**Exercise set:**
(1) Answer these from the passage on Meiners, one line each:
(a) What does the passage call the critical element of a voluntary manslaughter case?
(b) Which judge wrote the majority opinion?
(c) Which judges found appellate counsel's failure to raise the involuntary manslaughter issue at odds with the standard of care?
(2) Name every judge mentioned by name in the passage on Meiners.
(3) Copy the part of the passage on Meiners that opens with the words containing "So it was in" and closes with "standard of care.".

So it was in *Meiners*. The defendant-petitioner argued that his appellate lawyer failed to claim on appeal that the trial court erred in refusing to submit his jury instructions for both voluntary and involuntary manslaughter. The problem on the voluntary manslaughter issue was that by any objective analysis, the trial judge had gotten it right – there just was no evidence that defendant’s actions were the result of sudden passion, which is the critical element of a voluntary manslaughter case. The Supreme Court thus endorsed appellate counsel’s decision to forgo that fight.
The involuntary manslaughter issue was trickier. Indeed, it gave rise to a dissent. Ultimately, the majority opinion written by Judge Russell absolved appellate counsel, but Judges Fisher and Wilson found her failure to raise the issue at odds with the standard of care.

**Data segment:**
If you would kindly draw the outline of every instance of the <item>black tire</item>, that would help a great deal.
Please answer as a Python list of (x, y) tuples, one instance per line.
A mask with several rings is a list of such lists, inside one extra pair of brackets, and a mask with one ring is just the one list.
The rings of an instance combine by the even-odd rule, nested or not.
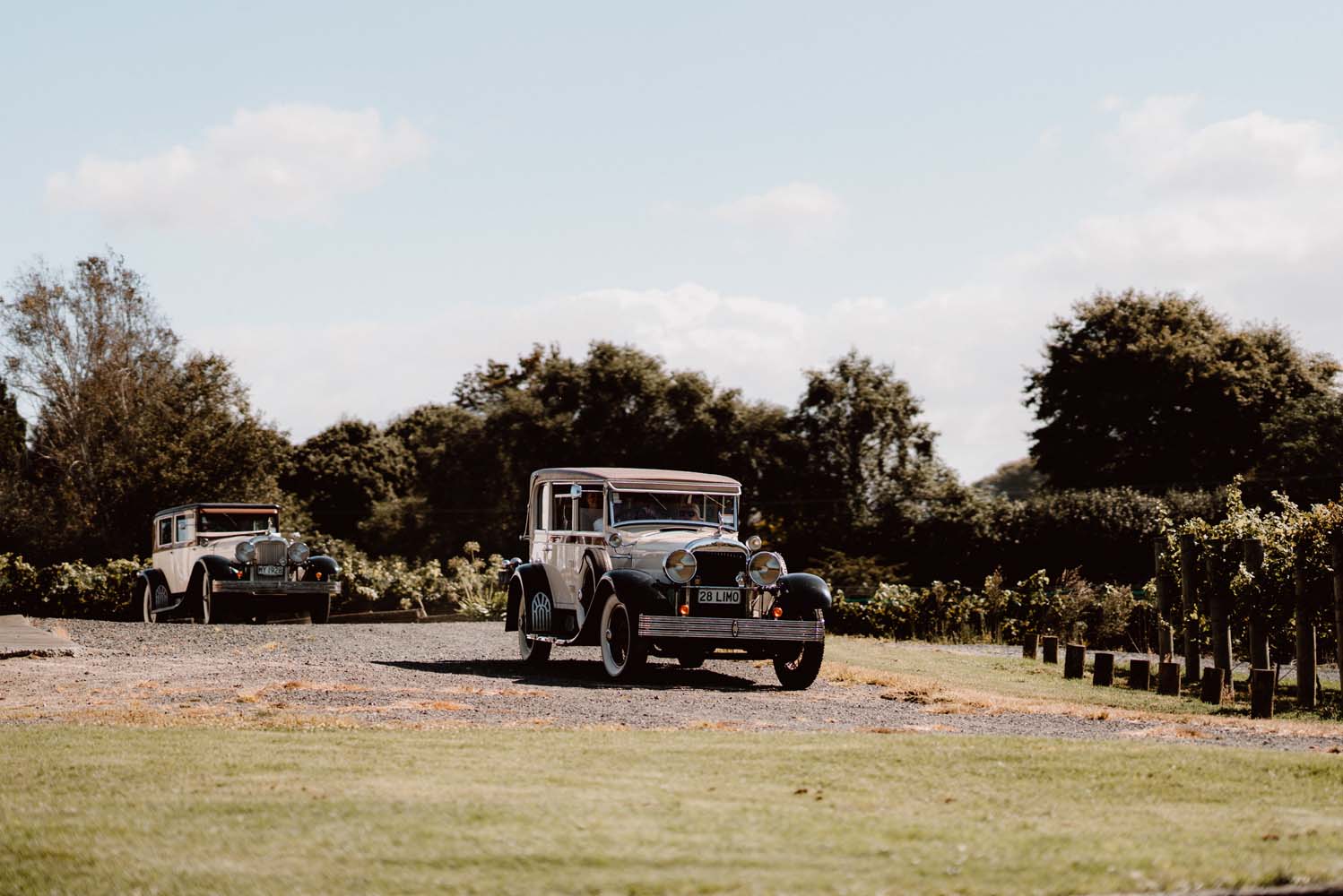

**The results:**
(1)
(a) Sudden passion
(b) Judge Russell
(c) Judges Fisher and Wilson

(2)
Judge Russell
Judge Fisher
Judge Wilson

(3)
So it was in *Meiners*. The defendant-petitioner argued that his appellate lawyer failed to claim on appeal that the trial court erred in refusing to submit his jury instructions for both voluntary and involuntary manslaughter. The problem on the voluntary manslaughter issue was that by any objective analysis, the trial judge had gotten it right – there just was no evidence that defendant’s actions were the result of sudden passion, which is the critical element of a voluntary manslaughter case. The Supreme Court thus endorsed appellate counsel’s decision to forgo that fight.
The involuntary manslaughter issue was trickier. Indeed, it gave rise to a dissent. Ultimately, the majority opinion written by Judge Russell absolved appellate counsel, but Judges Fisher and Wilson found her failure to raise the issue at odds with the standard of care.